It is time for your horse’s vaccinations. A vet is coming to the barn in the morning to vaccinate your horse and many others in the barn. You plan to go out to the barn in the evening knowing your horse may be a bit under the weather, but not expecting anything serious. When you arrive, you find your horse standing in the corner with his head hung low. When he turns around, you see a white stringy substance oozing from his eyes, and they are bloodshot and glassy. He is hot to the touch and just looks generally miserable. You decide to take his temperature. It is 102.9 degrees F (Fahrenheit). Since horses can have a normal resting temperature range of 99-101 degrees F, is this a high fever?
You go out to the pasture to get your horse and bring her in for the evening. As you approach, you notice a cut on your horse’s chest and a fair amount of blood though the wound does not appear to be bleeding too much at the moment. Your horse does not really want to move, but eventually she starts to walk back to the barn with you. You call the vet. She asks: What is your horse’s heart rate? Do you know why your vet asked what your horse’s heart rate is? Do you know how check your horse’s heart rate? (Technically pulse and heart rate are two related but different vital signs, but for most people they are referring to the same thing.)

┄┄┄┄┄┄┄┄┄┄

- Exercise tasks
#1 Copy the stretch of the horse care passage from "You go out to" through "the same thing.)".
#2 What normal resting temperature range for horses does the horse care passage give?

(Dataset entries)
┄┄┄┄┄┄┄┄┄┄

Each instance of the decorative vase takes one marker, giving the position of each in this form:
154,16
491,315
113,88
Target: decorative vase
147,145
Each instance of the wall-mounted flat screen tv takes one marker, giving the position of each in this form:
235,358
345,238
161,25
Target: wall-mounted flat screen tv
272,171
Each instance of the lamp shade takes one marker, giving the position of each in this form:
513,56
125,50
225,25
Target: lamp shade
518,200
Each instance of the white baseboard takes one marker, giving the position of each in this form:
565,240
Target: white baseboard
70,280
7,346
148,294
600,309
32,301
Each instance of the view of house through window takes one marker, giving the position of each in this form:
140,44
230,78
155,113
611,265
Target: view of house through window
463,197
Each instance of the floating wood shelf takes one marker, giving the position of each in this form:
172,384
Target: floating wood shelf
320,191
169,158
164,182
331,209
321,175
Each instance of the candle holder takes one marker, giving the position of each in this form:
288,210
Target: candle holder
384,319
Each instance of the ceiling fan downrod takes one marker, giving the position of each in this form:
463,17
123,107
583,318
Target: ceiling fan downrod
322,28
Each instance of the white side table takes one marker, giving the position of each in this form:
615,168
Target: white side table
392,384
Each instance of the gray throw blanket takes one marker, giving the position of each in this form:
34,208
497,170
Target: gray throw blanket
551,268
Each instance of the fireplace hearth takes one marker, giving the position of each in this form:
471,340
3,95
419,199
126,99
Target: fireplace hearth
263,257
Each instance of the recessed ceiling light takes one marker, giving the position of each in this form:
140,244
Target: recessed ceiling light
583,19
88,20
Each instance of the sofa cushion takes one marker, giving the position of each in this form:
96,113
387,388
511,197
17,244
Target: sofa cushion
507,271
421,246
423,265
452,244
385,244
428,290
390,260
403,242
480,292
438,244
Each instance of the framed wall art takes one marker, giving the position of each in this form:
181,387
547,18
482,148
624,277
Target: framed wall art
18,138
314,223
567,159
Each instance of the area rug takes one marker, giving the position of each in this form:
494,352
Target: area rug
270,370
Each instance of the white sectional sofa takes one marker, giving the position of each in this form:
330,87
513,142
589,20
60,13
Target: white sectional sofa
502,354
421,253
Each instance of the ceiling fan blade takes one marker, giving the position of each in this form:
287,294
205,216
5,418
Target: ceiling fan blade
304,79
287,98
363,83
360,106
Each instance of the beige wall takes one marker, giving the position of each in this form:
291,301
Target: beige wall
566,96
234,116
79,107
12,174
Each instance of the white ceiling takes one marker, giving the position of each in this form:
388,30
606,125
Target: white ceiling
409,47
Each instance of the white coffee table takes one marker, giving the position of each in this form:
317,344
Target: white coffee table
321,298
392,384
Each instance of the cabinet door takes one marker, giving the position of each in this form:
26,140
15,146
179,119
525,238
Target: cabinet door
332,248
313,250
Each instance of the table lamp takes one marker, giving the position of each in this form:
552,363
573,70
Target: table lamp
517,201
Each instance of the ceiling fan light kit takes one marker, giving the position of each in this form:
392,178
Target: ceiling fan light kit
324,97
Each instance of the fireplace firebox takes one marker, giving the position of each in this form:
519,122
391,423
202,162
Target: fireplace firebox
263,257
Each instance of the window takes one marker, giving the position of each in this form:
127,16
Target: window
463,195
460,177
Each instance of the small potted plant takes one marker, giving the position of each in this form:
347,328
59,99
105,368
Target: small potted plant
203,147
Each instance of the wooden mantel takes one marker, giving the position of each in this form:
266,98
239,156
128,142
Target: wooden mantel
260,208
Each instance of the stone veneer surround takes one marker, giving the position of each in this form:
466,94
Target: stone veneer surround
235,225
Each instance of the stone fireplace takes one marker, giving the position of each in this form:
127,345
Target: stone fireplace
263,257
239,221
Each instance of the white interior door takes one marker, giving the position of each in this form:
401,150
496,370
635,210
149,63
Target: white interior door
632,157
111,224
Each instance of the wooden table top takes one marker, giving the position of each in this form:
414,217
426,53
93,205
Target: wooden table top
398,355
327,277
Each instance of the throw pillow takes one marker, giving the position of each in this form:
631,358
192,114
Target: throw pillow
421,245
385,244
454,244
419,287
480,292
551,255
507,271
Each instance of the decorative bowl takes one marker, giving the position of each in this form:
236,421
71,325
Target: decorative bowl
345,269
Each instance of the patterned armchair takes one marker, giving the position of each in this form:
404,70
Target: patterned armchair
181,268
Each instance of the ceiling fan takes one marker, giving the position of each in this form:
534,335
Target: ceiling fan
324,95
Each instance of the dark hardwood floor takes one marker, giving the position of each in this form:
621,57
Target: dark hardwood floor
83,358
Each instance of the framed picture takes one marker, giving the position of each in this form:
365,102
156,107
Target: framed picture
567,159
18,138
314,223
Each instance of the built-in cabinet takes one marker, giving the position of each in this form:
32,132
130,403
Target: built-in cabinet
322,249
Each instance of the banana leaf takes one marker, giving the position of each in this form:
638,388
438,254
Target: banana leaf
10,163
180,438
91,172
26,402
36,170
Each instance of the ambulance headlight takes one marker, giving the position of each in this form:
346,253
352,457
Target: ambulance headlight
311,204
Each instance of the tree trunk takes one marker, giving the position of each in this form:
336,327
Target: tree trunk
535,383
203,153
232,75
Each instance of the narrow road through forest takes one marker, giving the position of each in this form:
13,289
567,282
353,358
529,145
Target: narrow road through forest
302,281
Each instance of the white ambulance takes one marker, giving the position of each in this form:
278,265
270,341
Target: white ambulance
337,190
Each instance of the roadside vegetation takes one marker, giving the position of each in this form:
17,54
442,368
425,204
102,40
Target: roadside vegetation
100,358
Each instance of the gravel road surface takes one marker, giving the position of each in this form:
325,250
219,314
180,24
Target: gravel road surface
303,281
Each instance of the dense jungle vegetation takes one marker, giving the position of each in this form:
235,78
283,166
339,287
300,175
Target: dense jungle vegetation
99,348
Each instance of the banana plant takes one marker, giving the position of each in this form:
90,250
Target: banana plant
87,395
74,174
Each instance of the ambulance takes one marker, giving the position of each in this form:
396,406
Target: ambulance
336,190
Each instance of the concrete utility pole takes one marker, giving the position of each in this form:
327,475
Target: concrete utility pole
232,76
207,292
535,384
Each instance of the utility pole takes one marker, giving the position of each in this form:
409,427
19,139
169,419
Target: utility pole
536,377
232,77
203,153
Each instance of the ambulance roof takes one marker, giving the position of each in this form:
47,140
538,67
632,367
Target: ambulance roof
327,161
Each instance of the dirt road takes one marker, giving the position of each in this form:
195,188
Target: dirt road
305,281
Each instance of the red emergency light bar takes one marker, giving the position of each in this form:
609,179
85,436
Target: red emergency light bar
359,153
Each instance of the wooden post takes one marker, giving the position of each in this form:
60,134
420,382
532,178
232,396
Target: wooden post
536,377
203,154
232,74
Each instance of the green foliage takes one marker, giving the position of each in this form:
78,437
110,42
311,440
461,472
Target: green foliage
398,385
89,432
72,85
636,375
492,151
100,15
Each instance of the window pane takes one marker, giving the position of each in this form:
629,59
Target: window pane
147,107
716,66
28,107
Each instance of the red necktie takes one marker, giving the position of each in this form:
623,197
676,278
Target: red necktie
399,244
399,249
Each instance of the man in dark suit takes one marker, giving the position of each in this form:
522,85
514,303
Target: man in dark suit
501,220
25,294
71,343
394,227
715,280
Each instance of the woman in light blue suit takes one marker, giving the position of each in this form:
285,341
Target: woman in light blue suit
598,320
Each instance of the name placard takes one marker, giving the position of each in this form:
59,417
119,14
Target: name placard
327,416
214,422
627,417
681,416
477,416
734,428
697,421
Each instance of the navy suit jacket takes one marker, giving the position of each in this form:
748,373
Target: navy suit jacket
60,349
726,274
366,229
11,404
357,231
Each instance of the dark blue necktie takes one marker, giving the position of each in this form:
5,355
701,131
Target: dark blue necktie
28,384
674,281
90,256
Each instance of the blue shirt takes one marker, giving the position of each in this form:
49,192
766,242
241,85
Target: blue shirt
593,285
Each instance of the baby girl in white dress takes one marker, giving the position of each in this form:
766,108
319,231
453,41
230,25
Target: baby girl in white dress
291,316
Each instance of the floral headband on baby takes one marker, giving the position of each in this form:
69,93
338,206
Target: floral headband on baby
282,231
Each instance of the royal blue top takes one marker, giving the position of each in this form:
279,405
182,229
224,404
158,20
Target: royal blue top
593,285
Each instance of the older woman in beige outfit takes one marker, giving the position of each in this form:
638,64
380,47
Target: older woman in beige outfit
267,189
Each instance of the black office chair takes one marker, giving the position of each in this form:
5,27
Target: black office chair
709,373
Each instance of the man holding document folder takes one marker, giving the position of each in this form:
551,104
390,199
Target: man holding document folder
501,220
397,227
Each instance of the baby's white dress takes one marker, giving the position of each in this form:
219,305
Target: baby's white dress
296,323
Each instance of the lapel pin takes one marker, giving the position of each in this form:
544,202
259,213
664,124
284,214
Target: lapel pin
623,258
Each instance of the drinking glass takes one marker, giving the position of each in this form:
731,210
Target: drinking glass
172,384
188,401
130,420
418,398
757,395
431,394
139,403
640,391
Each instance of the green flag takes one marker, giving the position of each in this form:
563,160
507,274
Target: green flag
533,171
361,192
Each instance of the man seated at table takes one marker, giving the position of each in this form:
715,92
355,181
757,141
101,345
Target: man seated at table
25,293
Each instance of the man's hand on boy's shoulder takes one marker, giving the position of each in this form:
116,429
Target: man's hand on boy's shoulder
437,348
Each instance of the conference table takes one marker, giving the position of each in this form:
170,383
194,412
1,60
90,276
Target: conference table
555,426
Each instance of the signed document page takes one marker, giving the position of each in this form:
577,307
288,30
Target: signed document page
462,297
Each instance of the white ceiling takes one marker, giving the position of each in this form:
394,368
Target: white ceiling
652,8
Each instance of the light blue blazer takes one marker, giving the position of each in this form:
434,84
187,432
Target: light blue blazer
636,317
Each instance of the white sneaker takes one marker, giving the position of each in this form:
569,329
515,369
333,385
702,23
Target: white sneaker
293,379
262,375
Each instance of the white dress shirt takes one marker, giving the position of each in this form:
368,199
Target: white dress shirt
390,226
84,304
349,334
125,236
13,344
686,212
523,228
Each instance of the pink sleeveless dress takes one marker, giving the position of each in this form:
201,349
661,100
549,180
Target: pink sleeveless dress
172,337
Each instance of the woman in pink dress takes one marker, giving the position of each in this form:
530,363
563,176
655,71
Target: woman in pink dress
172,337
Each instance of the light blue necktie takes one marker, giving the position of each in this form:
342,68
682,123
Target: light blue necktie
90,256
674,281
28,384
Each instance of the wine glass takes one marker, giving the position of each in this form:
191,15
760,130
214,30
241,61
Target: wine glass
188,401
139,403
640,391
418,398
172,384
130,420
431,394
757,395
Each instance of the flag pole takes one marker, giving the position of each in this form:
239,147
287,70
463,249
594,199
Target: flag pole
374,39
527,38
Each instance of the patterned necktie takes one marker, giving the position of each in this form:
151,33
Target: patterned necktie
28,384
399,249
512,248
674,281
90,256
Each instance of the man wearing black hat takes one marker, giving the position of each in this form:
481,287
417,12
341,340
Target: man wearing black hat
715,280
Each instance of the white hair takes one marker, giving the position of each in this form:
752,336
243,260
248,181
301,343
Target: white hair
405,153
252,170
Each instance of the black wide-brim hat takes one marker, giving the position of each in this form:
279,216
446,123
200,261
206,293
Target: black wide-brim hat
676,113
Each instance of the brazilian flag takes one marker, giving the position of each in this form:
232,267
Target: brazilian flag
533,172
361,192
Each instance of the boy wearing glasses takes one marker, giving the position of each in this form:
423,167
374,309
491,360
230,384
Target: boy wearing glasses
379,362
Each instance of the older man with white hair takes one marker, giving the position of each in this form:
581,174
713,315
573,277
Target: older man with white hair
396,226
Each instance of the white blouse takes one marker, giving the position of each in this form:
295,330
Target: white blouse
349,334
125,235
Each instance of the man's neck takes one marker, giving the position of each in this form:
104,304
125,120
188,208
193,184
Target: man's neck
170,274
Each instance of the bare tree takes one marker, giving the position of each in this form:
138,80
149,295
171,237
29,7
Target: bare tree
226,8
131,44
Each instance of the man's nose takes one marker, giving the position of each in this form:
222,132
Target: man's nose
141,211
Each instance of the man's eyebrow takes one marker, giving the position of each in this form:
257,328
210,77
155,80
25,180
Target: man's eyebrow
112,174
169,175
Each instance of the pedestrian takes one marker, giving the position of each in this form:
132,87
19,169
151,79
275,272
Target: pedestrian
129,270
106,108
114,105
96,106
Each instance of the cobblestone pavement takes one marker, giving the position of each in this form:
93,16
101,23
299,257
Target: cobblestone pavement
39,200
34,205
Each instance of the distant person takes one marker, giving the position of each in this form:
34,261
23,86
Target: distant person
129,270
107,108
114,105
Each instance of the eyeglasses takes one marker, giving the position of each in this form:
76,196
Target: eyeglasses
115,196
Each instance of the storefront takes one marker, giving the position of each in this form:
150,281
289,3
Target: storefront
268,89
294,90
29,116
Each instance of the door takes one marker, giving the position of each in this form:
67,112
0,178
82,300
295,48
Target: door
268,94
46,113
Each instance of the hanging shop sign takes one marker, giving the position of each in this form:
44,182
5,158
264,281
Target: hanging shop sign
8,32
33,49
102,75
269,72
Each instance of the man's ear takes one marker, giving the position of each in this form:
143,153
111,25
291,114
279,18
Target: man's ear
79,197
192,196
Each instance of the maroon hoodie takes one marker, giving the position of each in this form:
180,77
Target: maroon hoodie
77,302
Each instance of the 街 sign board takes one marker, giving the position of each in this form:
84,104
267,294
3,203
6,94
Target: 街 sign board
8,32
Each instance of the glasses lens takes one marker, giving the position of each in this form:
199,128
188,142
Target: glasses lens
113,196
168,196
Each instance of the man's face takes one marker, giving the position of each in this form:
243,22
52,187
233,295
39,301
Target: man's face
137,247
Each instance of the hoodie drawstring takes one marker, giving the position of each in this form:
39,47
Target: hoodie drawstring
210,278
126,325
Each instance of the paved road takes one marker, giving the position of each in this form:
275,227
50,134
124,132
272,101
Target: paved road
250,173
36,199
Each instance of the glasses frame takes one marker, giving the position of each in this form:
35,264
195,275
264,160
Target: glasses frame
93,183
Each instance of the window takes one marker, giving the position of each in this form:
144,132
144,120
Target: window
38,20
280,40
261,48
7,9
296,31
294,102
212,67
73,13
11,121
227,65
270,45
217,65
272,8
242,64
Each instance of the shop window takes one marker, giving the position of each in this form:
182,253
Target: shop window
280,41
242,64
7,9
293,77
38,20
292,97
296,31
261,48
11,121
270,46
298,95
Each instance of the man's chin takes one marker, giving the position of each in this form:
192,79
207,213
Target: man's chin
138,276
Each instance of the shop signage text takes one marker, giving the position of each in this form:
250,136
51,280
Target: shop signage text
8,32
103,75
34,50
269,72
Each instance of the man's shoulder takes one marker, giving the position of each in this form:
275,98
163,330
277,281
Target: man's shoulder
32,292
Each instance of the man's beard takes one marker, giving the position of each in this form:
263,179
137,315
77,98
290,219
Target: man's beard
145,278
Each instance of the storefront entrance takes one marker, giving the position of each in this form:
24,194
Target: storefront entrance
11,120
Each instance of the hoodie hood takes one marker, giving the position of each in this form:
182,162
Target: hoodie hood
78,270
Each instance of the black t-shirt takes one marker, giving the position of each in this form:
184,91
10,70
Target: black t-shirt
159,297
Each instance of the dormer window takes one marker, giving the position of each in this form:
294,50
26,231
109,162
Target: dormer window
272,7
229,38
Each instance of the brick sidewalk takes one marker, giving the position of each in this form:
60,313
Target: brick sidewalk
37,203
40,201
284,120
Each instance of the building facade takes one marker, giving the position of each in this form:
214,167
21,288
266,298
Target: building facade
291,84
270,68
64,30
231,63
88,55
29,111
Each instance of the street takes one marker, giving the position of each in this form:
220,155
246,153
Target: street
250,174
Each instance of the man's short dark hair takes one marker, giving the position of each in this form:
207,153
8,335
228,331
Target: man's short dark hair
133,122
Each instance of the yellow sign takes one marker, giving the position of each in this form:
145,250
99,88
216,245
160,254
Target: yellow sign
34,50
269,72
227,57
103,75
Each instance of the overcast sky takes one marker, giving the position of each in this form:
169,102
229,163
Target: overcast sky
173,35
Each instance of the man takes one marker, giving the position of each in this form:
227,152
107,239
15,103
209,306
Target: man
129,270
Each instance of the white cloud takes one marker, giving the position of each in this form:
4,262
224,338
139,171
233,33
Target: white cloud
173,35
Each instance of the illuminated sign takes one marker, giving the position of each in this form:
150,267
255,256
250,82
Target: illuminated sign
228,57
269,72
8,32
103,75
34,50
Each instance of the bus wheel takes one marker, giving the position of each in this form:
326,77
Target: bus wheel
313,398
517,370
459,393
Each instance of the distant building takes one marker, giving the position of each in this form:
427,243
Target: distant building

┄┄┄┄┄┄┄┄┄┄

- Solved tasks
#1
You go out to the pasture to get your horse and bring her in for the evening. As you approach, you notice a cut on your horse’s chest and a fair amount of blood though the wound does not appear to be bleeding too much at the moment. Your horse does not really want to move, but eventually she starts to walk back to the barn with you. You call the vet. She asks: What is your horse’s heart rate? Do you know why your vet asked what your horse’s heart rate is? Do you know how check your horse’s heart rate? (Technically pulse and heart rate are two related but different vital signs, but for most people they are referring to the same thing.)

#2 99-101 degrees F